● **Work required**:
After locating "negative clicks: (494, 72) (499, 52)" in the listing below, copy that line and each one after it exactly, ending with the line that has "box: [495, 119, 551, 160]".

● **Provided material**:
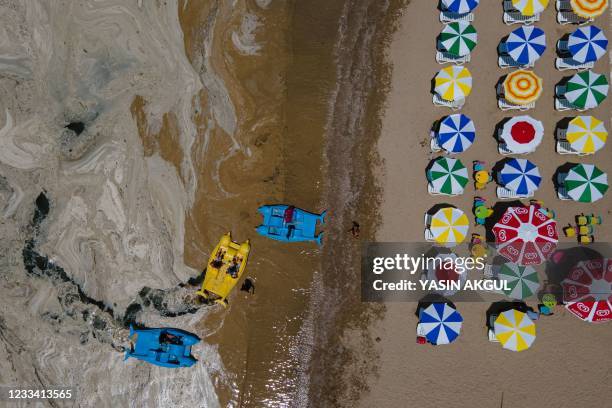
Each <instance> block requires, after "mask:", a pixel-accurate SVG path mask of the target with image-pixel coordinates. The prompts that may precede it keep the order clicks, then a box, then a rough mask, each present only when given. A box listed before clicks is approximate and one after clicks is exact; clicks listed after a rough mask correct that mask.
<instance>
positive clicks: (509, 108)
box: [497, 98, 535, 111]
mask: <svg viewBox="0 0 612 408" xmlns="http://www.w3.org/2000/svg"><path fill="white" fill-rule="evenodd" d="M497 106H498V107H499V109H501V110H503V111H507V110H520V111H526V110H529V109H533V108H535V102H531V103H528V104H525V105H515V104H513V103H511V102H508V101H507V100H506V99H504V98H498V99H497Z"/></svg>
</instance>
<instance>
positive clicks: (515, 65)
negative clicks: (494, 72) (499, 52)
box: [497, 55, 535, 68]
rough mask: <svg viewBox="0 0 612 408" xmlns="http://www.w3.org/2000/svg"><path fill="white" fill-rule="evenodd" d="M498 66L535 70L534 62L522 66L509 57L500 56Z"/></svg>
mask: <svg viewBox="0 0 612 408" xmlns="http://www.w3.org/2000/svg"><path fill="white" fill-rule="evenodd" d="M497 65H498V66H499V67H500V68H533V66H534V65H535V63H534V62H532V63H531V64H520V63H518V62H516V61H515V60H513V59H512V57H511V56H509V55H500V56H499V57H497Z"/></svg>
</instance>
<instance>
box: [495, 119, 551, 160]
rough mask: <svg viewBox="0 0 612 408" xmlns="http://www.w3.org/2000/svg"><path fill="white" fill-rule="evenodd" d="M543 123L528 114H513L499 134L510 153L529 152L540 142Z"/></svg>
mask: <svg viewBox="0 0 612 408" xmlns="http://www.w3.org/2000/svg"><path fill="white" fill-rule="evenodd" d="M543 137H544V125H543V124H542V122H540V121H539V120H536V119H534V118H532V117H531V116H529V115H520V116H514V117H513V118H512V119H510V120H509V121H507V122H506V123H504V127H503V128H502V132H501V135H500V138H501V140H502V141H503V142H504V143H505V144H506V146H507V147H508V150H510V151H511V152H512V153H516V154H522V153H531V152H533V151H534V150H535V149H536V147H538V146H539V145H540V143H542V138H543Z"/></svg>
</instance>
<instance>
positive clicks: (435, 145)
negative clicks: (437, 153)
mask: <svg viewBox="0 0 612 408" xmlns="http://www.w3.org/2000/svg"><path fill="white" fill-rule="evenodd" d="M429 147H431V151H432V152H435V153H437V152H440V151H442V146H440V145H439V144H438V139H437V138H436V137H432V138H431V141H430V142H429Z"/></svg>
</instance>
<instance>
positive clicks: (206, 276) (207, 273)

● **Exercise solution**:
negative clicks: (494, 72) (499, 52)
box: [497, 55, 535, 68]
rough mask: <svg viewBox="0 0 612 408" xmlns="http://www.w3.org/2000/svg"><path fill="white" fill-rule="evenodd" d="M498 66L535 70L534 62L522 66L509 57L500 56Z"/></svg>
mask: <svg viewBox="0 0 612 408" xmlns="http://www.w3.org/2000/svg"><path fill="white" fill-rule="evenodd" d="M497 65H498V66H499V67H500V68H533V66H534V65H535V63H534V62H532V63H531V64H520V63H518V62H516V61H515V60H513V59H512V57H511V56H509V55H500V56H499V57H497Z"/></svg>
</instance>
<instance>
box: [495, 119, 551, 160]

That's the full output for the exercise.